**ERFORDERLICHE AKTION:**
Drucken Sie bitte den Abschnitt des Übungstextes von „[1] Christina Goldbaum: As“ bis „sites. aljazeera.com 13.06.2025.“ unverändert ab.

**ÜBUNGSTEXT:**
Von der Leyens Alleingänge

Ernsten Unmut hat EU-Kommissionspräsidentin Ursula von der Leyen ausgelöst, als sie sich über den Diskussionsstand der EU hinwegsetzte und am vergangenen Samstag, unmittelbar nach der erwähnten Debatte in der EU, eigenmächtig mitteilte, sie habe mit Israels Präsident Isaac Herzog gesprochen und dabei „Israels Recht, sich selbst zu verteidigen und seine Bevölkerung zu schützen, wiederholt“.[13] Es sei „entmutigend“, zu sehen, wie die Kommissionspräsidentin ihre persönliche Position vertrete, ohne auf den Konsens in der Union auch nur die geringste Rücksicht zu nehmen, wird ein namentlich nicht genannter Diplomat zitiert. Von der Leyen hatte allerdings bereits im Jahr 2023 mit ihrer Positionierung zum Gaza-Krieg die Beschlusslage in der EU ignoriert und eine Haltung eingenommen, die der Position der deutschen Regierung entsprach (german-foreign-policy.com berichtete [14]). Dies ist heute wieder der Fall. Damit entwickeln sich politische Alleingänge der deutschen Kommissionspräsidentin in Übereinstimmung mit der Position Deutschlands zum neuen Standard in der EU.

Europas Stellung

Während die EU zerstritten ist, treibt Frankreichs Präsident Emmanuel Macron den Versuch voran, Iran zu einem neuen Nuklearabkommen zu bewegen. Für den heutigen Freitag hat Frankreichs Außenminister Jean-Noël Barrot ein Treffen in Genf anberaumt, an dem neben seinen Amtskollegen aus Deutschland, Johann Wadephul, und aus Großbritannien, David Lammy, auch Irans Außenminister Abbas Araghchi teilnehmen soll.[15] Zudem ist die EU-Außenbeauftragte Kaja Kallas geladen. Wadephul hat sich bislang der politischen Position, aber noch nicht der Wortwahl („Drecksarbeit“) des Bundeskanzlers angeschlossen. Mit dem Genfer Treffen suchen die drei Hauptmächte Westeuropas eine eigenständige Stellung im Konflikt um das iranische Atomprogramm zu entwickeln; zuletzt hatten die USA Gespräche mit Iran alleine geführt. Allerdings könnte die Position der drei westeuropäischen Mächte binnen kürzester Zeit wertlos werden: dann, wenn die USA zu eigenständigen Angriffen auf Iran übergehen oder wenn die israelisch-US-amerikanischen Bemühungen um den Sturz der Regierung in Teheran erfolgreich sind.

 

[1] Christina Goldbaum: As Other Arab States Condemn Israeli Attacks on Iran, Syria Is Notably Silent. nytimes.com 17.06.2025.

[2] How the world is reacting to Israel attacks on Iran nuclear, military sites. aljazeera.com 13.06.2025.

**AUSZUG AUS DATENSATZ:**
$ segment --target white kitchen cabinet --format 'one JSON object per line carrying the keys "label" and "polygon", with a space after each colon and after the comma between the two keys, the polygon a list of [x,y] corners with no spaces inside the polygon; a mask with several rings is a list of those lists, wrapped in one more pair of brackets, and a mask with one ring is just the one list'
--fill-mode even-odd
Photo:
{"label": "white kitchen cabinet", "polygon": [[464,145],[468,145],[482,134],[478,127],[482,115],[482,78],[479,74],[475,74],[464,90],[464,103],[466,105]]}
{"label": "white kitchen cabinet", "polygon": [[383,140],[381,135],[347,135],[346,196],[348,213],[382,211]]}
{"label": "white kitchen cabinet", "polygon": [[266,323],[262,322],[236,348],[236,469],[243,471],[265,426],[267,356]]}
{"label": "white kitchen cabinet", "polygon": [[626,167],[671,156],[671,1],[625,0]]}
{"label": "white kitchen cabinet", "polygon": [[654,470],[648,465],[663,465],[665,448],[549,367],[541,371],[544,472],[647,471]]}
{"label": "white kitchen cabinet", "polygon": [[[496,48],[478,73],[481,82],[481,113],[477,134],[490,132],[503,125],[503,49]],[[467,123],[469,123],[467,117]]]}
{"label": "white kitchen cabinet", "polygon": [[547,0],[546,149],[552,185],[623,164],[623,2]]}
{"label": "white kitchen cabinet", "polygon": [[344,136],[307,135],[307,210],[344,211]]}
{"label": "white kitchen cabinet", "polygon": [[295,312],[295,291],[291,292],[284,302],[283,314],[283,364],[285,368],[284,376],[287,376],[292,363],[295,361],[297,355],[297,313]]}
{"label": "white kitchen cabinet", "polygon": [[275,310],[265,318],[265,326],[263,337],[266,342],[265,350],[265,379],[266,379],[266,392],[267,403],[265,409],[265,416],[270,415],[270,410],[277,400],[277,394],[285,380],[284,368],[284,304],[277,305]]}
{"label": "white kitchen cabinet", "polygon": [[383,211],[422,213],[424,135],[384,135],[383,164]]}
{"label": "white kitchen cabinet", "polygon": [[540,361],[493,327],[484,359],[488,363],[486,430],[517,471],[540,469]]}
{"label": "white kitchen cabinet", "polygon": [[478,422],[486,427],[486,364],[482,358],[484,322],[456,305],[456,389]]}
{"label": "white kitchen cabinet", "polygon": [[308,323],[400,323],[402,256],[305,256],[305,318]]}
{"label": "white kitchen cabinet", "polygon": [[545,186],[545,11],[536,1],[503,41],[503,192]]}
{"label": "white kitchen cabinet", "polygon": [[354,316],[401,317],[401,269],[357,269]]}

**LÖSUNG DER AUFGABE:**
[1] Christina Goldbaum: As Other Arab States Condemn Israeli Attacks on Iran, Syria Is Notably Silent. nytimes.com 17.06.2025.

[2] How the world is reacting to Israel attacks on Iran nuclear, military sites. aljazeera.com 13.06.2025.